- [THE TASK] What is needed is an exact transcription of the line with "Please complete this annotation. The target class is red" and all the lines that follow it in the entries below; add nothing else.

Stored entries
——

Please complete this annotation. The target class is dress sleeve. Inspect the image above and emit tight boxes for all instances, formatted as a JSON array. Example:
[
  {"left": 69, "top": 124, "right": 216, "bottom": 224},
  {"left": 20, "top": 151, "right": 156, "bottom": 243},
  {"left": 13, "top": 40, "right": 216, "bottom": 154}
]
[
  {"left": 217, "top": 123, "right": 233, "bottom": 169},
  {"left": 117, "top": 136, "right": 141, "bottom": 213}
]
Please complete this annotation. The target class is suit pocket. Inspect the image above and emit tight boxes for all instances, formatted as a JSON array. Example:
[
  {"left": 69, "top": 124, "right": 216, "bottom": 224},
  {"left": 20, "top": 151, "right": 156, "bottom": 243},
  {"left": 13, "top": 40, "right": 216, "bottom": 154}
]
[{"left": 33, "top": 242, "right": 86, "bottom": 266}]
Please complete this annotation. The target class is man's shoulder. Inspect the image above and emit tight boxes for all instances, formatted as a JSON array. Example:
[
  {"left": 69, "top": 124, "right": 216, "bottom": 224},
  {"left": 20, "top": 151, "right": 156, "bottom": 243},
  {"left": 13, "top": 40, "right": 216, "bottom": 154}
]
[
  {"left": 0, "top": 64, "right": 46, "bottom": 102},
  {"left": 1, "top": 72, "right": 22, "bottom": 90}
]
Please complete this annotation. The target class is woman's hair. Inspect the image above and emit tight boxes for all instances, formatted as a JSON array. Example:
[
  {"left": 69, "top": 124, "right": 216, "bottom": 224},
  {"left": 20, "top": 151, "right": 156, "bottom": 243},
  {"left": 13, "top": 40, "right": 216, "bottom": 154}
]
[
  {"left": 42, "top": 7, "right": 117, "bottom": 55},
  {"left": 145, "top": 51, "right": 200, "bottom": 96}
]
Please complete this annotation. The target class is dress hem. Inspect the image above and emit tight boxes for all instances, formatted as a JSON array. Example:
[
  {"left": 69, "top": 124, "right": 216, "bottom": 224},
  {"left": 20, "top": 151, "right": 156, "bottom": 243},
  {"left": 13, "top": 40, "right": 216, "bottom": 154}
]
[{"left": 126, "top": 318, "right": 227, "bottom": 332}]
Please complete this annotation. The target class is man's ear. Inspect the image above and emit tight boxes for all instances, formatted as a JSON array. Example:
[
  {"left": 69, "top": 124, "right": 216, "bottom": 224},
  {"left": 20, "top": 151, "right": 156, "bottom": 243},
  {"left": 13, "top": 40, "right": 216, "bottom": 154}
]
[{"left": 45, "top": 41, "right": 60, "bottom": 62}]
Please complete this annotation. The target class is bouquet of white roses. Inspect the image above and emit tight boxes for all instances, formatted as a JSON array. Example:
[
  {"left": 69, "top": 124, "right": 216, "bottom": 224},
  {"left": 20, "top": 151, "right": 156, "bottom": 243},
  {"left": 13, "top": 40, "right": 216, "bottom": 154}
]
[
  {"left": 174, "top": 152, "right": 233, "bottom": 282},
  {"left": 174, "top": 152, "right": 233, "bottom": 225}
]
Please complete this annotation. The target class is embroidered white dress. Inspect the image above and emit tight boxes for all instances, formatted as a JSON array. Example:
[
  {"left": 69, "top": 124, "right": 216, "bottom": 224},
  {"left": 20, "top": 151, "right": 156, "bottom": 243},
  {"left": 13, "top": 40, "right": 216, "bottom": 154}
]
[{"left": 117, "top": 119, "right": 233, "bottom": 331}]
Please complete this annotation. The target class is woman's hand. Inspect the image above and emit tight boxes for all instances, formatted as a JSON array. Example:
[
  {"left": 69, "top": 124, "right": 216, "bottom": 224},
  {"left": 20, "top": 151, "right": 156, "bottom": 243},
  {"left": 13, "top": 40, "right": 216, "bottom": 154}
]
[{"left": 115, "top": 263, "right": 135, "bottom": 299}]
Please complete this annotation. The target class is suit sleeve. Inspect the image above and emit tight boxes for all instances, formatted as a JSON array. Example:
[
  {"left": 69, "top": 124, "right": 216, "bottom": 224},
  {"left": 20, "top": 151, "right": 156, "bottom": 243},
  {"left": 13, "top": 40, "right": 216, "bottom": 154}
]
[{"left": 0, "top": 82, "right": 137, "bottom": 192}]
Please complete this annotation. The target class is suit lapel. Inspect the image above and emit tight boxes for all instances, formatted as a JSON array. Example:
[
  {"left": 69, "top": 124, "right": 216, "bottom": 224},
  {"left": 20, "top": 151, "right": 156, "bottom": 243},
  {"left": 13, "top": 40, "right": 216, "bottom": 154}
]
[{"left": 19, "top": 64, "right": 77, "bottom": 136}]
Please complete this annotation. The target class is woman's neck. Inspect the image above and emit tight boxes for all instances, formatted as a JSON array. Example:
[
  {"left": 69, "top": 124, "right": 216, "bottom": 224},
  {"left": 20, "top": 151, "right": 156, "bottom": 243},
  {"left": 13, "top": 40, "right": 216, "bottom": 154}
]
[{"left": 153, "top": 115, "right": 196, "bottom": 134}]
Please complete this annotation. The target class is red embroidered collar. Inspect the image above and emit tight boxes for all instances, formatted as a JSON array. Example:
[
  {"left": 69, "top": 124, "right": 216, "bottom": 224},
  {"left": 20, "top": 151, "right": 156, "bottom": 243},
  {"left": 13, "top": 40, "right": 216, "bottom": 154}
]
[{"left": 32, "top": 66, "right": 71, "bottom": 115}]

——

- [RESULT FOR THIS EXERCISE]
Please complete this annotation. The target class is red embroidered collar. Inspect the image above and emit tight boxes for all instances, formatted as a JSON array. Example:
[
  {"left": 69, "top": 124, "right": 216, "bottom": 224},
  {"left": 20, "top": 151, "right": 156, "bottom": 243},
  {"left": 13, "top": 40, "right": 216, "bottom": 154}
]
[{"left": 32, "top": 66, "right": 71, "bottom": 115}]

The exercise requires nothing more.